### Given request
Only the lines from the one containing "TARGET = yellow and blue striped shirt" through the end of the entries should be repeated, exactly as they appear, first and last included.

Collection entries
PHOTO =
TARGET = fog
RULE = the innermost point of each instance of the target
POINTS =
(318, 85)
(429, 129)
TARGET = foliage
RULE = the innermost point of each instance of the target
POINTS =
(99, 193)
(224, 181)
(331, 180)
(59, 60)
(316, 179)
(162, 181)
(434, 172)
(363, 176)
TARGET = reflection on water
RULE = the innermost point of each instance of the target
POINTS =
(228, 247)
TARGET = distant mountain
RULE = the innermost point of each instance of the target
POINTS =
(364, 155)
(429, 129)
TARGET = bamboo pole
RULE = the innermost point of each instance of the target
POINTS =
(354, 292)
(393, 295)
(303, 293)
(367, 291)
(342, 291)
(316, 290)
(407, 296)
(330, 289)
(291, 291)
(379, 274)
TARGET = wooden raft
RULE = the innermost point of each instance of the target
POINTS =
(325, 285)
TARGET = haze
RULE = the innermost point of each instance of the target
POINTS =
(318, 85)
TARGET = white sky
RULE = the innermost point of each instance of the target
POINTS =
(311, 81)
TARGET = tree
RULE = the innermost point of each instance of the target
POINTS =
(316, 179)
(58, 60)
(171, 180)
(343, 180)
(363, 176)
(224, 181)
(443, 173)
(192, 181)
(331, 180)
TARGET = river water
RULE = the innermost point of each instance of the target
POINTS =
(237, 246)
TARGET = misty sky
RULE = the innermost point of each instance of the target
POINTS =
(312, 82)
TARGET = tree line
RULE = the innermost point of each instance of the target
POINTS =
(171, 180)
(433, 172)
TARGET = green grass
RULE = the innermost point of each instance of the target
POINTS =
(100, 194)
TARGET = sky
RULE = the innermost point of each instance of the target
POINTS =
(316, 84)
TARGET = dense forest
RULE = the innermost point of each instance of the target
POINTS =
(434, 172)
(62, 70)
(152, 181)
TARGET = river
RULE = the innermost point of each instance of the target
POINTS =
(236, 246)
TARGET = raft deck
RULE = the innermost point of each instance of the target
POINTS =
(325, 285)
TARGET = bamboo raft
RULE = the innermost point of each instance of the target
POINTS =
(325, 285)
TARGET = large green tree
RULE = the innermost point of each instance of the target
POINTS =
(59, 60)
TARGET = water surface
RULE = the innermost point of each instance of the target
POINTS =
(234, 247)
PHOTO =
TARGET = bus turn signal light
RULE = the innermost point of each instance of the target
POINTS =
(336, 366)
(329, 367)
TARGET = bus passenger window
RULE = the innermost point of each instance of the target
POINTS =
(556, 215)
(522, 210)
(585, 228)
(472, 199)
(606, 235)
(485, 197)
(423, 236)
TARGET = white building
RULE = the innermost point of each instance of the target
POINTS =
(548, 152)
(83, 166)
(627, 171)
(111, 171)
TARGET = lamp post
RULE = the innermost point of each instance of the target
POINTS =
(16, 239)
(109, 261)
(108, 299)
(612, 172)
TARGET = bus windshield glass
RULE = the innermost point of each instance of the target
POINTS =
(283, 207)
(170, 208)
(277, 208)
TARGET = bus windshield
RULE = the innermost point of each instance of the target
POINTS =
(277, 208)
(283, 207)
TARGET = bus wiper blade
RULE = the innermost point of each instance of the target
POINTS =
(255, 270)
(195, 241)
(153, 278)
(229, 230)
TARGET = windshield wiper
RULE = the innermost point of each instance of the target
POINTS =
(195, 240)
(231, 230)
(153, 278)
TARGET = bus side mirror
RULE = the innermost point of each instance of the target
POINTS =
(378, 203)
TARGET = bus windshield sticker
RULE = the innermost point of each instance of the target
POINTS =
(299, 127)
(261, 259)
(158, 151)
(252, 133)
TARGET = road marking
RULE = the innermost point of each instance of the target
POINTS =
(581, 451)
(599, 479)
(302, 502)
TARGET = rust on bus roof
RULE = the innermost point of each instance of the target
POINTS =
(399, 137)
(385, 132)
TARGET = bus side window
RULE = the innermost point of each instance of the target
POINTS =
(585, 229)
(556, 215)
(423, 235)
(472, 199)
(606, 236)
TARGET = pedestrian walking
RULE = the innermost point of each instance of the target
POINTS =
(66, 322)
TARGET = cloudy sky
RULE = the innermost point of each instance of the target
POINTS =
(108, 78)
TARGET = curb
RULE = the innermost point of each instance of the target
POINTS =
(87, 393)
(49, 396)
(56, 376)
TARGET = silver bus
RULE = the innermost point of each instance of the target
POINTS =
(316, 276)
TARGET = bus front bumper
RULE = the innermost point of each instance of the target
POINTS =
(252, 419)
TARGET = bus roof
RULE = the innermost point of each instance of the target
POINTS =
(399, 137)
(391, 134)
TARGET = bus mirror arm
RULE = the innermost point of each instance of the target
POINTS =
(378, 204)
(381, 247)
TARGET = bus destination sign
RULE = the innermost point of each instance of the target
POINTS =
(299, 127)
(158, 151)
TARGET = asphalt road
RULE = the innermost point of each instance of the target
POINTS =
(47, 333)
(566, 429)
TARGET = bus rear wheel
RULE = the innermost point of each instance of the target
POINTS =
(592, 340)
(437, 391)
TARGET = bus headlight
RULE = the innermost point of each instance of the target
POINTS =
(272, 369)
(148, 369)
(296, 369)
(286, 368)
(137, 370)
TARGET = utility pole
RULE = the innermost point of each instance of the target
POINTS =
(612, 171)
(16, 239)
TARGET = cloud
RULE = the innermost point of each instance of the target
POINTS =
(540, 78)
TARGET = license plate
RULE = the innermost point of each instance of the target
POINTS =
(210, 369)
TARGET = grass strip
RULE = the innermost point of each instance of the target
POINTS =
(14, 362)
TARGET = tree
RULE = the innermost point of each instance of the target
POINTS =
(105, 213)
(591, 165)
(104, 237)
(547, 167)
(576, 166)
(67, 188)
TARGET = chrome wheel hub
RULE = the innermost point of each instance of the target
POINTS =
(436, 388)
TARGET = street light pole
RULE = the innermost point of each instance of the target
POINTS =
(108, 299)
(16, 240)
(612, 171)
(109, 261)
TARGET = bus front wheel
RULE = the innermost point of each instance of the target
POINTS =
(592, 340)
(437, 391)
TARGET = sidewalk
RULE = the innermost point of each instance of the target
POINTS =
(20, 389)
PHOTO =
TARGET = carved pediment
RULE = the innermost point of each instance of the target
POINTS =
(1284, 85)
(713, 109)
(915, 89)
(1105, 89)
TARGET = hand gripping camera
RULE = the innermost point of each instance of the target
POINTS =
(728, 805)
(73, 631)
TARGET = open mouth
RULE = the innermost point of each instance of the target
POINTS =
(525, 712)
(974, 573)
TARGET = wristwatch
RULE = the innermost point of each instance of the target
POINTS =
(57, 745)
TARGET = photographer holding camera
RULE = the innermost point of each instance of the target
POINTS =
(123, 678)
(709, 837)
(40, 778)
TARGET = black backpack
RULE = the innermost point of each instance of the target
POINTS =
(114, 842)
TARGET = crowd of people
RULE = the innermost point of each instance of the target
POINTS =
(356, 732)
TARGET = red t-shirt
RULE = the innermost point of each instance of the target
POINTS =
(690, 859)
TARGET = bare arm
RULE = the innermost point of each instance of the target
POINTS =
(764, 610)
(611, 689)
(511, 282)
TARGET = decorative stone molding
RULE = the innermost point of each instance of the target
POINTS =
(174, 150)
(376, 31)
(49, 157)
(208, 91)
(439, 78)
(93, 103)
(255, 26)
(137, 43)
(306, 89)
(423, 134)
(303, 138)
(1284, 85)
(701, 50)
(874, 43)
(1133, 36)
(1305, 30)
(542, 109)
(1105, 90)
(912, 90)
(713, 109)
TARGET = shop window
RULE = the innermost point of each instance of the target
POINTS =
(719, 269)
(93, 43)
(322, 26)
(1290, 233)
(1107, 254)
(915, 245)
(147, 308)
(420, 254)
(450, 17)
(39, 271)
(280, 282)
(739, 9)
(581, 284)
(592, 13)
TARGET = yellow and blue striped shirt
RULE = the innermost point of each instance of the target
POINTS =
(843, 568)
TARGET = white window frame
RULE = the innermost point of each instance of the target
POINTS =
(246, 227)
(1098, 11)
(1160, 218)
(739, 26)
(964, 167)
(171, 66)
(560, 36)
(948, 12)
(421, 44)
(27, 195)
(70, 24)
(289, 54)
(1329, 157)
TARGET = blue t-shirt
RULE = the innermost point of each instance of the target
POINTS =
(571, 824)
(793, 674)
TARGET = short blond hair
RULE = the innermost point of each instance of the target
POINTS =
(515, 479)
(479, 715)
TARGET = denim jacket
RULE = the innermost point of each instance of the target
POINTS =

### Answer in full
TARGET = yellow and blue striped shirt
RULE = the innermost point of each instance of the target
POINTS =
(843, 568)
TARGET = white window frame
RULE = the innermost point of each instance of the target
POINTS =
(246, 227)
(1098, 11)
(1160, 218)
(739, 26)
(964, 167)
(171, 66)
(560, 36)
(948, 12)
(421, 44)
(27, 195)
(70, 24)
(289, 54)
(1329, 157)
TARGET = blue t-shirt
RULE = the innermost point of each instance of the target
POINTS =
(571, 824)
(793, 674)
TARGET = short blond hair
RULE = the innermost point of each instance of the target
POINTS =
(515, 479)
(479, 715)
TARGET = denim jacket
RULE = the innermost point of each instance of the target
POINTS =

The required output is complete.